= The task =
Update the data below by replacing "curation pipeline" with "labeling workflow" wherever it appears, changing nothing else.

Coordinate annotation entries:
· · · ·

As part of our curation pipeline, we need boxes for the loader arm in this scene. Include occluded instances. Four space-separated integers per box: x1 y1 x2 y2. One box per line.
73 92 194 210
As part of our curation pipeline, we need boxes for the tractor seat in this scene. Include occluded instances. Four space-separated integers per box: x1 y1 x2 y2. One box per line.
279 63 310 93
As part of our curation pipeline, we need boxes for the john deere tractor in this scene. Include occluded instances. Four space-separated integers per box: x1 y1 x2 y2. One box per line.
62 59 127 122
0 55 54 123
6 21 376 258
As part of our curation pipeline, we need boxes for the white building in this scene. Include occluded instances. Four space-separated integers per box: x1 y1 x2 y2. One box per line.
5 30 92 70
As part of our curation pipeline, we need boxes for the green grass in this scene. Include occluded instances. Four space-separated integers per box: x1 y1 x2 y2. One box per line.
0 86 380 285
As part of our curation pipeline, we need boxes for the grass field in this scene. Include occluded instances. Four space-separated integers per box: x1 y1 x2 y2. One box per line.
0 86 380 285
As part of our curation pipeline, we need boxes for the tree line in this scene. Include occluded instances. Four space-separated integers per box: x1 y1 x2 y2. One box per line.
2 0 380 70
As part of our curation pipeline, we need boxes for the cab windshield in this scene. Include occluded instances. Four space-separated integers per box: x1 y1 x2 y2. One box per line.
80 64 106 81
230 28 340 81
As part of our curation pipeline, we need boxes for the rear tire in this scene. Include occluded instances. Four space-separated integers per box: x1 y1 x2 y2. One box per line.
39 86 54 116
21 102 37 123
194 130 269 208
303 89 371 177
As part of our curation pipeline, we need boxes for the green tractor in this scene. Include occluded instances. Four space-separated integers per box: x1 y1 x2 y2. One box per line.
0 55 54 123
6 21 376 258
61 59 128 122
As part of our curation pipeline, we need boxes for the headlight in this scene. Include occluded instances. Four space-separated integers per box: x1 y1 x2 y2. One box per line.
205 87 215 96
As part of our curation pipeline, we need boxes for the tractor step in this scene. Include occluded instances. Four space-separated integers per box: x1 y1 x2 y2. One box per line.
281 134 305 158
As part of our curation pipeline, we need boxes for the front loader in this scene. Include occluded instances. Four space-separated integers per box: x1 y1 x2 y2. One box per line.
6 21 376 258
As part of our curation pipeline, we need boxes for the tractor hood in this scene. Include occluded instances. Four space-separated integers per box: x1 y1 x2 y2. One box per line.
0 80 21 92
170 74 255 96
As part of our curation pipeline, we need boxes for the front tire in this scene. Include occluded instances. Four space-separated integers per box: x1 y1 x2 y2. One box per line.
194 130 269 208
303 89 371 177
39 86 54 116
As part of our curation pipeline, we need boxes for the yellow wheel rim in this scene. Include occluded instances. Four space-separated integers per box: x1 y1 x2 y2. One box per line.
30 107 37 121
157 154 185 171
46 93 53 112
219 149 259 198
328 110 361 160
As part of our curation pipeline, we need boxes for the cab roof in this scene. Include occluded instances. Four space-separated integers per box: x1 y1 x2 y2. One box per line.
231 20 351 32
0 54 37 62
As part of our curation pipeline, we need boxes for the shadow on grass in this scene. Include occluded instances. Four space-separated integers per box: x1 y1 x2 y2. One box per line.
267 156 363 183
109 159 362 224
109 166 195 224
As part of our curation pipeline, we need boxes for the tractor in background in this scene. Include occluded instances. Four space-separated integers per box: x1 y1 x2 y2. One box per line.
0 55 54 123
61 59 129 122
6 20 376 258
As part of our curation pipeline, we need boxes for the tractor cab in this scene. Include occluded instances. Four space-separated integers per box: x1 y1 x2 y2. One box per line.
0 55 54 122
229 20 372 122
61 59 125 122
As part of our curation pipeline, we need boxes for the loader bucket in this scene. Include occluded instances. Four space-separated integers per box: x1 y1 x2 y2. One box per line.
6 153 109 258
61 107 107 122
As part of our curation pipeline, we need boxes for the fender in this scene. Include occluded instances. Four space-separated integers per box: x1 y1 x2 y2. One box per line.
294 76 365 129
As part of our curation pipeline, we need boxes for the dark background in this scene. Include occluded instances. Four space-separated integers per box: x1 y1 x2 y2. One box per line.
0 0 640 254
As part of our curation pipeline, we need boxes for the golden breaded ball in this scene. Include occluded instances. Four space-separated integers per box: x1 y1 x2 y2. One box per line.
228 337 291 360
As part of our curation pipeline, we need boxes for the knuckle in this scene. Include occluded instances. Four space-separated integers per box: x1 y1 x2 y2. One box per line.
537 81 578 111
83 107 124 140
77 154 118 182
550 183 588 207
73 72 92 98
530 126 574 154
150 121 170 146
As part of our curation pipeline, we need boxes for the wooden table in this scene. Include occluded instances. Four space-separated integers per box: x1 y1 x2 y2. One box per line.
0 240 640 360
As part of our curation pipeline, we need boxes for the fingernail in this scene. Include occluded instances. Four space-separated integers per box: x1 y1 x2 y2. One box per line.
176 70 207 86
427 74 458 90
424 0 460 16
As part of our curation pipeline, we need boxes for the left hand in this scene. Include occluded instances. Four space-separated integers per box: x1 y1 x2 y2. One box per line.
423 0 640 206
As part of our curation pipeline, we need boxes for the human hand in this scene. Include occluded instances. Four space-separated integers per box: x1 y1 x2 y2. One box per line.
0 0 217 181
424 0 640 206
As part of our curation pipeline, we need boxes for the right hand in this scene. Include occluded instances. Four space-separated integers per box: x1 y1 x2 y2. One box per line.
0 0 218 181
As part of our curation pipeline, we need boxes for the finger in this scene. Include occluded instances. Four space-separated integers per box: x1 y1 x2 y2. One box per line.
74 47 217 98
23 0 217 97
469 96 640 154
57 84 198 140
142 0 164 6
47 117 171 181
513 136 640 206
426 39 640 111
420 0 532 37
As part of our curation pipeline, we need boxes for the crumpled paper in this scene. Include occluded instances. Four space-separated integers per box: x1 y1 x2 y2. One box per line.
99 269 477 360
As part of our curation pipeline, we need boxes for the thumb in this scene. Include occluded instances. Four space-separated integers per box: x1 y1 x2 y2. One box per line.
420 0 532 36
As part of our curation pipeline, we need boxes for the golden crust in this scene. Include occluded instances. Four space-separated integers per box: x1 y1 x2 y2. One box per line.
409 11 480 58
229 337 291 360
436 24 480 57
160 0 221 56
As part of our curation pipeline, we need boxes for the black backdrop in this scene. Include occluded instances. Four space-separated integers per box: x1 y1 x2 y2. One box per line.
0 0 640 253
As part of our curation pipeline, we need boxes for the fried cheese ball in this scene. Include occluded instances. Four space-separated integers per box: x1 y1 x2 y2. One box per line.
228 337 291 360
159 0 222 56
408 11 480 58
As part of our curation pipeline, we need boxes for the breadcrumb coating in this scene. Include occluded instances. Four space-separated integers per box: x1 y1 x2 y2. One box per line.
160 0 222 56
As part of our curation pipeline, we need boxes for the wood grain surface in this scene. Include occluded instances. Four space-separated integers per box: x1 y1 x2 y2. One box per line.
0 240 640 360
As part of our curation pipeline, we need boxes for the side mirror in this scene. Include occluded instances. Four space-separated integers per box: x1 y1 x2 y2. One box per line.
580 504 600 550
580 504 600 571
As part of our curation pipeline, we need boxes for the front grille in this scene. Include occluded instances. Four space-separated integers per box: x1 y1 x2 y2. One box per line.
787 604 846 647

· · · ·

= The result =
As part of our labeling workflow, we need boxes for the loader arm in this scene. Include occluded instances. Four space-separated integers per box: x1 y1 x2 y2. One box per line.
73 92 194 210
As part of our labeling workflow, we need boxes for the tractor seat in this scene. Include occluded instances. Four space-separated integers per box: x1 y1 x2 y2. One box per line.
279 63 310 93
As part of our labeling workflow, we need boxes for the john deere tractor in this scene. Include occluded instances. Four space-separated integers per box: x1 y1 x2 y2. One box per line.
62 59 127 122
0 55 54 123
6 21 376 258
As part of our labeling workflow, we need boxes for the white building in this scene. Include occluded instances. Four space-separated integers per box: x1 y1 x2 y2. One box per line.
5 30 92 70
As part of our labeling workflow, we need boxes for the green grass in this scene. Include occluded instances. Four space-separated integers per box: x1 y1 x2 y2. One box per line.
0 86 380 285
As part of our labeling workflow, we need boxes for the grass field in this scene. Include occluded instances. Four space-separated integers per box: x1 y1 x2 y2. One box per line.
0 86 380 285
As part of our labeling workflow, we need boxes for the tree line in this scene. Include occluded instances. Four space-separated integers per box: x1 y1 x2 y2. One box per line.
2 0 380 70
As part of our labeling workflow, we need boxes for the cab windshield in this scene. Include occluded instances. Four space-separated integers per box: x1 y1 x2 y2. One box per line.
80 64 106 81
230 28 340 81
As part of our labeling workflow, we need boxes for the rear tire in this scene. Include occluded instances. Four space-separated integers per box: x1 y1 x2 y2. One box per line.
39 86 54 116
21 102 37 123
194 130 269 208
303 89 371 177
As part of our labeling workflow, we need boxes for the green tractor in this scene. Include occluded instances. Four space-separated integers per box: x1 y1 x2 y2. One box per line.
0 55 54 123
6 21 376 258
61 59 128 122
As part of our labeling workflow, we need boxes for the headlight in this scene. Include occluded instances. Four space-separated integers per box: x1 y1 x2 y2. One box per line.
205 87 215 96
As part of our labeling workflow, we need boxes for the tractor step in this scene. Include occluded instances. Four space-separated integers per box: x1 y1 x2 y2. One box per line.
281 134 305 158
As part of our labeling workflow, we need boxes for the front loader in this scene. Include occluded instances. Four space-separated integers per box: x1 y1 x2 y2. One box per line.
6 21 376 258
As part of our labeling workflow, we need boxes for the tractor hood in this scene. Include occluded instances. Four space-separated integers per box: x1 y1 x2 y2. One box per line.
0 80 21 92
170 74 255 96
As part of our labeling workflow, we need boxes for the front tire in this scene. Include occluded instances. Four space-separated integers per box: x1 y1 x2 y2. One box per line.
194 130 269 208
303 89 371 177
39 86 54 116
As part of our labeling workflow, we need boxes for the yellow wheel rim in this scene. Include occluded instances. Four space-separated integers per box: x1 y1 x2 y2. One box per line.
30 107 37 121
157 154 185 171
46 93 53 112
219 149 259 198
328 110 361 160
As part of our labeling workflow, we need boxes for the cab roof in this scene. Include occluded instances. Four space-separated integers per box: x1 y1 x2 y2. One box per line.
231 20 351 32
0 54 37 62
As part of our labeling workflow, we need boxes for the shadow on grass in this scene. Include occluded instances. Four space-separated integers per box: x1 y1 x2 y2. One box per line.
267 156 363 183
109 159 362 224
109 166 195 224
As part of our labeling workflow, we need boxes for the tractor in background in this scene. Include occluded instances. Four space-separated integers per box: x1 y1 x2 y2. One box per line.
0 55 54 123
61 59 129 122
6 20 376 258
As part of our labeling workflow, we need boxes for the tractor cab in this scene. Include occluded instances. Four space-separated integers per box: x1 y1 x2 y2. One box per line.
0 55 54 122
229 20 372 122
61 59 125 122
As part of our labeling workflow, we need boxes for the loader bucket in this scene. Include occluded instances. Four space-separated integers per box: x1 y1 x2 y2. One box per line.
6 153 109 258
61 107 107 122
As part of our labeling workflow, we need boxes for the fender in this scene. Include occluded instances. Four space-separated integers per box: x1 y1 x2 y2. One box per line.
294 76 365 129
As part of our labeling workflow, we need boxes for the dark background in this scene. Include occluded instances. Four space-separated integers per box: x1 y1 x2 y2. One box per line.
0 0 640 254
As part of our labeling workflow, we need boxes for the golden breaded ball in this scene. Include occluded instances. Four space-separated integers per box: x1 y1 x2 y2. One box per line.
228 337 291 360
As part of our labeling workflow, we need boxes for the knuckle in this scene. Include occluded instances. Four space-separated integers per box: x1 y1 x2 y2. One box per line.
537 81 578 111
83 107 124 140
77 154 118 182
550 183 588 207
73 72 92 98
530 126 574 154
150 121 170 146
As part of our labeling workflow, we need boxes for the wooden table in this scene. Include occluded instances. Four space-separated integers per box: x1 y1 x2 y2. One box per line.
0 240 640 360
As part of our labeling workflow, we need boxes for the fingernail in this scene. Include occluded instances. Four space-separated integers per box: x1 y1 x2 y2. One box per line.
176 70 207 86
427 74 458 90
424 0 460 16
As part of our labeling workflow, we need boxes for the left hand in this scene. Include occluded instances. Four space-separated integers per box: x1 y1 x2 y2. One box per line.
423 0 640 206
As part of our labeling workflow, we need boxes for the human hand in this scene. Include occluded instances. Four space-separated integers per box: x1 y1 x2 y2. One box per line.
0 0 217 181
424 0 640 206
As part of our labeling workflow, we need boxes for the right hand in this scene. Include occluded instances. Four space-separated integers per box: x1 y1 x2 y2. One box per line.
0 0 218 181
As part of our labeling workflow, we need boxes for the finger in this scene. Include occluded instances. Four space-separated integers per box: x1 y1 x2 y2. One box per line.
74 47 217 98
23 0 217 97
469 96 640 154
57 84 198 140
142 0 164 6
47 117 171 181
513 136 640 206
426 39 640 111
420 0 532 37
As part of our labeling workflow, we need boxes for the crumpled paper in this scene. Include occluded instances. Four space-separated integers per box: x1 y1 x2 y2. One box per line.
99 269 477 360
As part of our labeling workflow, we need boxes for the thumb in this scene. Include occluded instances. Four space-separated integers per box: x1 y1 x2 y2. One box per line.
420 0 532 36
As part of our labeling workflow, we need boxes for the golden crust in this scene. Include occluded instances. Four space-separated integers per box: x1 y1 x2 y2. One box per line.
409 11 480 58
229 337 291 360
436 24 480 57
160 0 221 56
As part of our labeling workflow, we need boxes for the black backdrop in this scene. Include occluded instances. Four space-separated integers per box: x1 y1 x2 y2. One box per line.
0 0 640 253
As part of our labeling workflow, we need boxes for the fried cheese ball in this scene. Include occluded instances. Four space-separated integers per box: x1 y1 x2 y2. One box per line.
228 337 291 360
159 0 222 56
408 11 480 58
As part of our labeling workflow, we need boxes for the breadcrumb coating in this scene. Include occluded instances. Four space-separated integers per box: x1 y1 x2 y2. One box per line.
160 0 222 56
As part of our labeling workflow, we need boxes for the wood grain surface in this scene. Include occluded instances. Four space-separated integers per box: x1 y1 x2 y2. One box per line.
0 240 640 360
As part of our labeling workflow, we need boxes for the side mirror in this scene. Include occluded instances. Four space-separated integers per box: x1 y1 x2 y2. One box per line.
580 504 600 550
580 504 600 571
As part of our labeling workflow, we need boxes for the front grille in this scene. Include occluded instances. Four space-separated integers per box: x1 y1 x2 y2. One box per line.
787 604 846 647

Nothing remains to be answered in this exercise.